Region pointing data:
···
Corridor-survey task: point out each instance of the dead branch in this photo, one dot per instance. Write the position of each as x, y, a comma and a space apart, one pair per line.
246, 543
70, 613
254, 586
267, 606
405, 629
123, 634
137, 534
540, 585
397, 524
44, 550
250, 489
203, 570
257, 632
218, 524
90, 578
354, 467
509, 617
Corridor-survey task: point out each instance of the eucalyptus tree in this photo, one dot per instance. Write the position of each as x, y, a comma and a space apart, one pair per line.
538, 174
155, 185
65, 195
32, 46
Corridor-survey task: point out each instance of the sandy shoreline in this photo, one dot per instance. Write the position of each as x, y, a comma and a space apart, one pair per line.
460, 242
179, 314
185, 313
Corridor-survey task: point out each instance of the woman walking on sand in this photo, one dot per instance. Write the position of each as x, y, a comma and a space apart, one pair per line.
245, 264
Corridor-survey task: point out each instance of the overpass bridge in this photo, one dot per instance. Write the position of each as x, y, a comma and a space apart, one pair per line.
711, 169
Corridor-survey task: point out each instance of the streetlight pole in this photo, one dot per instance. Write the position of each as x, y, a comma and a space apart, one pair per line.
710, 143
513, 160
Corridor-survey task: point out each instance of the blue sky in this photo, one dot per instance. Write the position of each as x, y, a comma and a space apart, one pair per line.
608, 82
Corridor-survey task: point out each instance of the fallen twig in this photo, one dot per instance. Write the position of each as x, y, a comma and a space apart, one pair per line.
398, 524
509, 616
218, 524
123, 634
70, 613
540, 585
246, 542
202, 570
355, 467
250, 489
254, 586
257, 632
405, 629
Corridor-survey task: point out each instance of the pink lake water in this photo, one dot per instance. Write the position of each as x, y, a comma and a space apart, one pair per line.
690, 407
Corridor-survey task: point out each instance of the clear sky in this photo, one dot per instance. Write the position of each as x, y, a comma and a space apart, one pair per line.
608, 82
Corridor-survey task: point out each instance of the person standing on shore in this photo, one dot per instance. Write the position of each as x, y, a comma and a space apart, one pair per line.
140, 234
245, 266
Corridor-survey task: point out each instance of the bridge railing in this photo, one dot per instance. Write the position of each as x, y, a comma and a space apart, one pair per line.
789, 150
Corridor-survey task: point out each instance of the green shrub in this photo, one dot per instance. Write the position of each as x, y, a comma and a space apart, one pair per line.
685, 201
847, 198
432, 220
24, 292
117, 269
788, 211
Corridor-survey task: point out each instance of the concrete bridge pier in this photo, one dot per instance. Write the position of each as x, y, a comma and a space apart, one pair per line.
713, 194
···
All of the entries above need to be printed again exactly.

** Task answer **
Corridor-survey task: point out each instance of the dead branch in this photo, one dot per instance. Write the position of each as x, y, a comma and a space apart, one pair per line.
246, 543
70, 613
254, 586
267, 606
405, 629
123, 634
137, 534
540, 585
397, 524
44, 550
250, 489
203, 570
257, 632
218, 524
90, 578
354, 467
509, 617
Corridor-survey task: point out each instance of the eucalyptus tree in this photo, one dot per instance. Write the position of each as x, y, a comma and a space apart, one pair per line.
538, 174
155, 185
65, 195
32, 46
Corridor-survey task: point out each instance of the sandy shoreline in this photo, one dot per instance. Write the position of each as x, y, a comma and a space apart, one pair per line.
460, 242
179, 314
185, 313
Corridor-survey task: point out each instance of the woman walking on sand in this photo, one dot per instance. Write the position of each as x, y, a comma and a space apart, one pair per line.
245, 264
Corridor-survey task: point out each instance of the overpass bridge in this photo, one dot per instance. Write the position of each as x, y, a comma and a space apart, one pair per line.
711, 169
Corridor-survey task: point out each instance of the streetlight pole in this photo, one dot per instance. Write the position of each as x, y, a comma and a space apart, one pair per line.
710, 143
513, 160
Corridor-survey task: point out each instance of the blue sky in this photo, one dot per instance. Write the position of each as x, y, a comma and a space apart, one pair per line.
608, 82
Corridor-survey task: point out each instance of the fallen twig in this photo, one dot per instance. Write the position of each as x, y, a comma and a space apart, one pair per line.
398, 524
509, 616
218, 524
123, 634
70, 613
540, 585
246, 542
202, 570
355, 467
250, 489
254, 586
257, 632
405, 629
Corridor-survey task: point out each instance of the pink lake water in this photo, one dot per instance. Write the position of each as x, y, a comma and a space apart, one pair per line.
690, 407
Corridor-survey task: point out each instance of the clear sky in this photo, one dot per instance. Write the position of each as x, y, a comma and a space apart, one pair per line.
608, 82
Corridor-survey task: point out each instance of the person standing on shore in this photo, one dot per instance. Write the position of each as x, y, a comma and a space apart, one pair per line.
140, 234
245, 266
Corridor-survey task: point out each instance of the bridge railing in this photo, one dot per instance. Write the position of each as x, y, a comma and a space apart, one pair per line.
789, 150
Corridor-survey task: point out each instance of the green shrub in this photo, one dot per instance. Write the position of each as x, y, a comma and a space apart, one pair per line.
685, 201
847, 198
432, 220
24, 292
117, 269
788, 211
Corridor-survey task: point out each instance of the concrete bridge pier in this photo, one dot per instance. Write the position of each as x, y, a comma and a space apart, one pair per line.
713, 194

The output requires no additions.